ZITIERTER TEXTAUSZUG:
_____

In den neuen Bundesländern hatten laut Wahltags-befragung des Dortmunder FORSA-Instituts über die Hälfte der PDS-Wähler bereits 1990 für diese Partei gestimmt Über vier Fünftel ihrer Wähler von 1990 haben ihr demzufolge 1994 die Treue gehalten. Das ist mehr als bei jeder anderen Partei. Rund 15 Prozent der ostdeutschen PDS-Wähler kamen dieser Quelle zufolge von der SPD, gut 10 Prozent waren 1990 noch nicht wahlberechtigt oder waren nicht zur Wahl gegangen, weitere knappe 10 Prozent hatten nach eigenem Bekunden damals für die CDU gestimmt (vgl. Abbildung 3). Diese Werte deuten auf die Existenz einer PDS-Stammklientel hin, was für eine nominell so junge, allerdings in einer langen, fast achtzigjährigen Tradition stehende Partei ungewöhnlich ist. Doch findet diese Hypothese Unterstützung, wenn man auf das Vorliegen langfristiger Parteibindungen blickt. Fast 70 Prozent der ostdeutschen PDS-Wähler bezeichnen sich im Herbst 1994 als längerfristige Anhänger ihrer Partei, davon sieht sich rund die Hälfte als stark oder sehr stark mit der PDS verbunden. In den neuen Bundesländern weist lediglich die CDU einen ähnlich hohen Prozentsatz an längerfristigen Parteianhängern mit starker oder sehr starker Bindung auf. Ein knappes Drittel der ostdeutschen PDS-Anhänger gab überdies in einer direkt vor der Bundestagswahl 1994 durchgeführten Umfrage von BASIS RESEARCH (Frankfurt) an, seine Parteibindung schon „seit vielen Jahren“ zu besitzen; weitere 60 Prozent hatten sie nach eigenem Bekunden bereits „seit ein paar Jahren“. In der Zusammenschau deuten diese Ergebnisse auf eine relativ weit fortgeschrittene Verfestigung des PDS-Wählerstamms hin und damit -entgegen vielen Erwartungen -auf durchaus realistische Überlebenschancen der Partei, zumindest im Osten.

Abbildung 11: Die Häufigkeit der Zustimmung zu den Aussagen der Sozialismusskala bei PDS-Wählern und dem Rest der Wahlberechtigten (nur Ostdeutschland; Anteil der jeweiligen Antwort-kategorie innerhalb der PDS-Wählerschaft und beim Rest der Bevölkerung) Quelle: Eigene Darstellung.

_____

AUFGABE 1: Suche alle Zeilen heraus, in denen die Zeichenfolge "background" vorkommt, und schreibe sie ab.
Der Textauszug und die Zeilen sind voneinander unabhängiges Material.

_____

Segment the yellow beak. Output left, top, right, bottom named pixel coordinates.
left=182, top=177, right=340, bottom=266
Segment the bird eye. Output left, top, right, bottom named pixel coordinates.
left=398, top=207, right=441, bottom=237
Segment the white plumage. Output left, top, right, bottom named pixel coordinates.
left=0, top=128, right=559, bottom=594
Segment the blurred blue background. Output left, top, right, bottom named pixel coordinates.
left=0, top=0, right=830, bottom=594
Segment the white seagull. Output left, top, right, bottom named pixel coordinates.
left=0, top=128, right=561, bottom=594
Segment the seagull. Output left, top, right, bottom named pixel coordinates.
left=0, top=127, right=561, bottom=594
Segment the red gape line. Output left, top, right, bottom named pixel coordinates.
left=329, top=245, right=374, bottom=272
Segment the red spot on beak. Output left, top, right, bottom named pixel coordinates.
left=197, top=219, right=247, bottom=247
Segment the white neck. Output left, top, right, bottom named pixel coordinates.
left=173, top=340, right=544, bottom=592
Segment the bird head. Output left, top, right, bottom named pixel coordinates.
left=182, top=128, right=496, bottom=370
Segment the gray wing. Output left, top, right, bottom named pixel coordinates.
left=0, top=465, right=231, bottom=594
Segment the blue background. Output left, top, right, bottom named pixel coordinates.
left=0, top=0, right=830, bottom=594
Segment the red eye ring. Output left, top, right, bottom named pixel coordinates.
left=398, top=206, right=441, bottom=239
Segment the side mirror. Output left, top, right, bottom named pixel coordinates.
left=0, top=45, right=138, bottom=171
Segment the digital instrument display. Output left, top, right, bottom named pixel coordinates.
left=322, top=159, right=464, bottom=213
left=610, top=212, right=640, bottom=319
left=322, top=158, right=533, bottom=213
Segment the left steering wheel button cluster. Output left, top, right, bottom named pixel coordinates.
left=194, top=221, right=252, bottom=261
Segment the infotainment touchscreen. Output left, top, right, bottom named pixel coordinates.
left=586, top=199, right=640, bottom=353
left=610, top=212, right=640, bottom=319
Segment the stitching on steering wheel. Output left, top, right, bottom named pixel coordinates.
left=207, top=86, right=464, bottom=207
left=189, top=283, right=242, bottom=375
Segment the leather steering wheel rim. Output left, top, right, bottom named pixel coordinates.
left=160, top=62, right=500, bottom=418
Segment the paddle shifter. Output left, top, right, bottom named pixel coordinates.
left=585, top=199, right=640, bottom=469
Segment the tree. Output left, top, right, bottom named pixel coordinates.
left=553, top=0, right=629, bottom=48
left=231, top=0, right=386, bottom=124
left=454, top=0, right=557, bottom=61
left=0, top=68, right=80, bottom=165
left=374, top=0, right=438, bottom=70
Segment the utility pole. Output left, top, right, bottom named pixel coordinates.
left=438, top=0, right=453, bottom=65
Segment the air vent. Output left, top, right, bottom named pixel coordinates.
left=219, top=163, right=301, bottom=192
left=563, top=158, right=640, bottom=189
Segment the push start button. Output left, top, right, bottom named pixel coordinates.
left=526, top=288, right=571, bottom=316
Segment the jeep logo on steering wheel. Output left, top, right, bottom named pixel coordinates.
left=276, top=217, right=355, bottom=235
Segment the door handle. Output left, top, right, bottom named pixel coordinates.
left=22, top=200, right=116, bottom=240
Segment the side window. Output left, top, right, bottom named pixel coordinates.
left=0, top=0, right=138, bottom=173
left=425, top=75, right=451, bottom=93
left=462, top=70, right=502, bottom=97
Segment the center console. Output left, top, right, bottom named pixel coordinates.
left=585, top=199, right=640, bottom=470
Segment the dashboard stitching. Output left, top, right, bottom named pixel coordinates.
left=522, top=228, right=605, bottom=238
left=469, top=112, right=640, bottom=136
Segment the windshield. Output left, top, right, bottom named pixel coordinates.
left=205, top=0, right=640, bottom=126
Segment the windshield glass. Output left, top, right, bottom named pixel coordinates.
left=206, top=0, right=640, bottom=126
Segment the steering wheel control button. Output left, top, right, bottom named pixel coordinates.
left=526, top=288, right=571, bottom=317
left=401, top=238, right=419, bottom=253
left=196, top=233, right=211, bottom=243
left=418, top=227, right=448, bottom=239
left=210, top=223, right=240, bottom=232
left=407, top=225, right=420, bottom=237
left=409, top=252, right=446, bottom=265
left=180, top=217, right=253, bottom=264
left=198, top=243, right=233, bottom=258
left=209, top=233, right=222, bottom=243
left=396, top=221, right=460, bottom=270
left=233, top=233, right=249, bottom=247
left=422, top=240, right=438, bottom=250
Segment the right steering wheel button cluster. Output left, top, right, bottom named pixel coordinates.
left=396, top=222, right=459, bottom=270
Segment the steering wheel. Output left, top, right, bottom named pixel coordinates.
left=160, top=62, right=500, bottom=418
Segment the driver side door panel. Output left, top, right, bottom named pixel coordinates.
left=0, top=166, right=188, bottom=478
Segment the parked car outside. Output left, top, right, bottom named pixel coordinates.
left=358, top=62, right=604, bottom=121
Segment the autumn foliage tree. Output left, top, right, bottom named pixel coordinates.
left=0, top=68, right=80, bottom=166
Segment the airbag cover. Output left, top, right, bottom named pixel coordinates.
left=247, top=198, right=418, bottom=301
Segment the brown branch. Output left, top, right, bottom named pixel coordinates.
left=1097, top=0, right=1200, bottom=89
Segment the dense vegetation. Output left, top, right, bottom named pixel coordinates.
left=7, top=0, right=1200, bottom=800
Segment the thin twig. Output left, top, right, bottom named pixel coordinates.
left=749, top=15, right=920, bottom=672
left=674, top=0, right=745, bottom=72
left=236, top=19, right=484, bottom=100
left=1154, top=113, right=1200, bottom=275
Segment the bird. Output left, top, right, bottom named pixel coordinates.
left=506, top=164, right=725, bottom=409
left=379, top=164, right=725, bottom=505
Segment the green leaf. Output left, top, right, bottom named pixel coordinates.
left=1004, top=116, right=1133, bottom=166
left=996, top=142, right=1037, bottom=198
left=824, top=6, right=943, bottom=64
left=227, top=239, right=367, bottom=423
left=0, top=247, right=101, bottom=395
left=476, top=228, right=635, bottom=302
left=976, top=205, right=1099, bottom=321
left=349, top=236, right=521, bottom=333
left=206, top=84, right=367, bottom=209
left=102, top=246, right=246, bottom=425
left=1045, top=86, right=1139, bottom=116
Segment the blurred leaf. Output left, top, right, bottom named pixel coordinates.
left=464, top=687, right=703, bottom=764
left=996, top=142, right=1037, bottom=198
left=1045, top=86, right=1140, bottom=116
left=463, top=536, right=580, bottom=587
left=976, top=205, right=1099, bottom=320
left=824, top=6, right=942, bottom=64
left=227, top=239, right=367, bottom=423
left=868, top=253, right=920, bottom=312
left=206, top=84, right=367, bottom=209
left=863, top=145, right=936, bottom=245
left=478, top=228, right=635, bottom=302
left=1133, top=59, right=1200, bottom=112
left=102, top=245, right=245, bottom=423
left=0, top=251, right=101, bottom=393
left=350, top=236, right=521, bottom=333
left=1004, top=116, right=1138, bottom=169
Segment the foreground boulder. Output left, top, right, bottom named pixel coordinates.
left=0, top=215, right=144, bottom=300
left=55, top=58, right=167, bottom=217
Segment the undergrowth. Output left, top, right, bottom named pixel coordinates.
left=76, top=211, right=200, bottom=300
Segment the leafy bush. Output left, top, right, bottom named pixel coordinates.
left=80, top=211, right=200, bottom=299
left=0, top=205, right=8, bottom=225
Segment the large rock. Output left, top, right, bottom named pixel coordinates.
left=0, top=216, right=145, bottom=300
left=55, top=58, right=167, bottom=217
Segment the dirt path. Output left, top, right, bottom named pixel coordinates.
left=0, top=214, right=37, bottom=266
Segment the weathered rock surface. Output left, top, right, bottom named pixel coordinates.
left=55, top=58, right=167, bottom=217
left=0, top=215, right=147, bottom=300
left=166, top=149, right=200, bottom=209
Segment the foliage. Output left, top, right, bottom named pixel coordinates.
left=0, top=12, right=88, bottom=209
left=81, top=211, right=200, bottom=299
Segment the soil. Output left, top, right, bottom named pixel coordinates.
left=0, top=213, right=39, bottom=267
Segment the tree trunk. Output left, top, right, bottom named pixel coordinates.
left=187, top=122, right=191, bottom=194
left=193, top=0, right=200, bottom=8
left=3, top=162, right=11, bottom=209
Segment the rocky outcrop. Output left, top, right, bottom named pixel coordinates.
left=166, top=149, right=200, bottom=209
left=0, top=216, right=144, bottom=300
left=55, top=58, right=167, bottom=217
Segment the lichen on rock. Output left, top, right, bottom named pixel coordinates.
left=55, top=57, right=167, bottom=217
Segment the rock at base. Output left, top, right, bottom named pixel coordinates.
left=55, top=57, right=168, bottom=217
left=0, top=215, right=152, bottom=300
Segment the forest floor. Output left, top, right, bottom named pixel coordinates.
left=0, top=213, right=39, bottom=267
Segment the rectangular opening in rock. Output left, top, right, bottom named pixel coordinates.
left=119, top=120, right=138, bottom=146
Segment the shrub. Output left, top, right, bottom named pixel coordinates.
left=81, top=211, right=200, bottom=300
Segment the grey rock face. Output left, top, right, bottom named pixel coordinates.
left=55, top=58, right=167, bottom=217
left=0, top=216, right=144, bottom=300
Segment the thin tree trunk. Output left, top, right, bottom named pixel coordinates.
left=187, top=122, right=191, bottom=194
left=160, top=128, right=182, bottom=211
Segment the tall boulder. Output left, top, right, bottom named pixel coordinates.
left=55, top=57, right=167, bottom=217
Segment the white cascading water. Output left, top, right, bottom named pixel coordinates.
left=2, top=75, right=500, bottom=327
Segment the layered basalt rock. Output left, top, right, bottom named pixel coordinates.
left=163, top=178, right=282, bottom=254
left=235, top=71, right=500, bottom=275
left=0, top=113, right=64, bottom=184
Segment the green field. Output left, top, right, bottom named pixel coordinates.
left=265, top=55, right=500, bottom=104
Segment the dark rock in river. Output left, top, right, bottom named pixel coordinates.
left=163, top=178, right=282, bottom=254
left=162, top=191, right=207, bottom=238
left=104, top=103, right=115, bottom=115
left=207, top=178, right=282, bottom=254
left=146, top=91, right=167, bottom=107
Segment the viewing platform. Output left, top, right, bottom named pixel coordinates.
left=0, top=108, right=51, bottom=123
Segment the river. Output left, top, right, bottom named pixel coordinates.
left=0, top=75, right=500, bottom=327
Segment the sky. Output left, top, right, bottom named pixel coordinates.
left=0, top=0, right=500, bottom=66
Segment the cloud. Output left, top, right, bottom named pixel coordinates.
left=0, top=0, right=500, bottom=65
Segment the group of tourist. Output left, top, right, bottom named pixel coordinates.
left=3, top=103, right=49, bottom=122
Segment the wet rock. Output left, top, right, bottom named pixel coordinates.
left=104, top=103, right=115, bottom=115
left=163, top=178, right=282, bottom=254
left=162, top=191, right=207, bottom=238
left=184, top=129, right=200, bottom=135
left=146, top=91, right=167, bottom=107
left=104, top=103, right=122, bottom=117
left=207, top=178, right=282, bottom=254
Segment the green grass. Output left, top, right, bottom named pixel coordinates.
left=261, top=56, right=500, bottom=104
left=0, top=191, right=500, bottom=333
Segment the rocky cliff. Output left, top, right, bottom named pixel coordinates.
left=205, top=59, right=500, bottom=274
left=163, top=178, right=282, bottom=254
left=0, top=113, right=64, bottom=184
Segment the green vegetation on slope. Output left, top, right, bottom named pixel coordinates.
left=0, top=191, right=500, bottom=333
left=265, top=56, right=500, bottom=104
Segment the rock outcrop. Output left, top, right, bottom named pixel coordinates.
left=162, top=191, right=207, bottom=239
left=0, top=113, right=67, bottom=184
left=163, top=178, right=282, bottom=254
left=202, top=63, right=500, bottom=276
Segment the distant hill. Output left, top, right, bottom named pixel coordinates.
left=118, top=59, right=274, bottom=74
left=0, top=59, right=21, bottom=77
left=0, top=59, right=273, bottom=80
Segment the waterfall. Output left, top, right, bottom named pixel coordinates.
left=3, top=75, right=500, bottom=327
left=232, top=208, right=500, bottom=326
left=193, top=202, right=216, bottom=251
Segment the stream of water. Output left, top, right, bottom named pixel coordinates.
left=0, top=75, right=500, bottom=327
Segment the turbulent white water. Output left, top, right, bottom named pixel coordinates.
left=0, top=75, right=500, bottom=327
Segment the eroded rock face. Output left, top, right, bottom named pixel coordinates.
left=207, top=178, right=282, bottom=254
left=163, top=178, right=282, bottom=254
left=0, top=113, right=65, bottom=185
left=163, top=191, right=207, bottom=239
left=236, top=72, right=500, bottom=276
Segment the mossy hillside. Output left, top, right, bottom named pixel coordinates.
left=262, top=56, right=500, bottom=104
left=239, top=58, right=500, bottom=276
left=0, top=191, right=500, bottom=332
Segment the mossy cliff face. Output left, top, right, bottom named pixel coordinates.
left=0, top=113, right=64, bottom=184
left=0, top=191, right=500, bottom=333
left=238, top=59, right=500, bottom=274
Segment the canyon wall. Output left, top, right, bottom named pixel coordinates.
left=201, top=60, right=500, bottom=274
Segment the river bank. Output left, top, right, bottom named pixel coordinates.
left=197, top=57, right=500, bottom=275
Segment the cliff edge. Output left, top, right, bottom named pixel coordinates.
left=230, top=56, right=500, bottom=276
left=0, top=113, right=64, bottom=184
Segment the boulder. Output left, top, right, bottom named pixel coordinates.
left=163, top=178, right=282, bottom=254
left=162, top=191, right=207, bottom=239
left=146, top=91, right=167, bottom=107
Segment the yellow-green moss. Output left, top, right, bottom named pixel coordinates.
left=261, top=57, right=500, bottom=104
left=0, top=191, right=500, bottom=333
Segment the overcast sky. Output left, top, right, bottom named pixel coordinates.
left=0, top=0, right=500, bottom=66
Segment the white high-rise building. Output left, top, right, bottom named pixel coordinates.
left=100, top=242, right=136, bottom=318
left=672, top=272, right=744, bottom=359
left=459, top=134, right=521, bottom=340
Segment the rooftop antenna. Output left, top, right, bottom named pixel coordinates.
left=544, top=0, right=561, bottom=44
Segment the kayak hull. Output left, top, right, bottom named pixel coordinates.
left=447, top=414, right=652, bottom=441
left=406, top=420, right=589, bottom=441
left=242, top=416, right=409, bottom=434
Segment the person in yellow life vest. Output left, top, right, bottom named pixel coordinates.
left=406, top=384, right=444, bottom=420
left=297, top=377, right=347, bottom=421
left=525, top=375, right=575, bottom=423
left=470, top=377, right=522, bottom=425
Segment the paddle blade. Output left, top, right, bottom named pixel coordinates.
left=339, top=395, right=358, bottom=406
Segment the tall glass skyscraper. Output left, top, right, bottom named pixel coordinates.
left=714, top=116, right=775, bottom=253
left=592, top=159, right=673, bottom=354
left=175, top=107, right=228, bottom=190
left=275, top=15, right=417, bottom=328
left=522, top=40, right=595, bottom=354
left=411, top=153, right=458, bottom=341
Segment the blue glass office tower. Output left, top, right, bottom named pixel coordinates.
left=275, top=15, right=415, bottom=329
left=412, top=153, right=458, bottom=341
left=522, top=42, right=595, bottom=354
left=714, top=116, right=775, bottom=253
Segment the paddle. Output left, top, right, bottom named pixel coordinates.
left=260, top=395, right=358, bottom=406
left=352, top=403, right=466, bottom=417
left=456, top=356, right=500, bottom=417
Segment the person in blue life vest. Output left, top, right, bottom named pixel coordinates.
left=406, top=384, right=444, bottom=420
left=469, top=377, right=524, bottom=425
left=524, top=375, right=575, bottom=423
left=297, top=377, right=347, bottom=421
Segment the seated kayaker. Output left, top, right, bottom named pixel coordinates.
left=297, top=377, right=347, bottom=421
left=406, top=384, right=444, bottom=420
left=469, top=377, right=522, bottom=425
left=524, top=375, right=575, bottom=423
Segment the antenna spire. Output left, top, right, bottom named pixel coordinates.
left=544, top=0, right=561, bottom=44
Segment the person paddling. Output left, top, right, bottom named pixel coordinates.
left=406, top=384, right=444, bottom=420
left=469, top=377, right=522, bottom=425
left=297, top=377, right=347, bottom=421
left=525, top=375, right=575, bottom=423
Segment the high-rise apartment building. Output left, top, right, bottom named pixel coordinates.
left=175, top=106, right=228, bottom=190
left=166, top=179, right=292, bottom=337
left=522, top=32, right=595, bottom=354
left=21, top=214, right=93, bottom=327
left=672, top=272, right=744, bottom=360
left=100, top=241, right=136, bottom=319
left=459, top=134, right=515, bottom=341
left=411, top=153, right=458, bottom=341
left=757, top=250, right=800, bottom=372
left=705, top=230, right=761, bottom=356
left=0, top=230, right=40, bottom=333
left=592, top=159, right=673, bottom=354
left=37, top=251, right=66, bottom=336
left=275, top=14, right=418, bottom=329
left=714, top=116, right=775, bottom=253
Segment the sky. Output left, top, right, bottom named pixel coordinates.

_____

AUFGABE 2: Gib aus dem Textauszug über die PDS-Wähler wortgetreu den Abschnitt wieder, der mit den Worten "Abbildung 11: Die" beginnt und mit "Quelle: Eigene Darstellung." endet.

LÖSUNG 1:
Segment the blurred blue background. Output left, top, right, bottom named pixel coordinates.
Segment the blue background. Output left, top, right, bottom named pixel coordinates.

LÖSUNG 2:
Abbildung 11: Die Häufigkeit der Zustimmung zu den Aussagen der Sozialismusskala bei PDS-Wählern und dem Rest der Wahlberechtigten (nur Ostdeutschland; Anteil der jeweiligen Antwort-kategorie innerhalb der PDS-Wählerschaft und beim Rest der Bevölkerung) Quelle: Eigene Darstellung.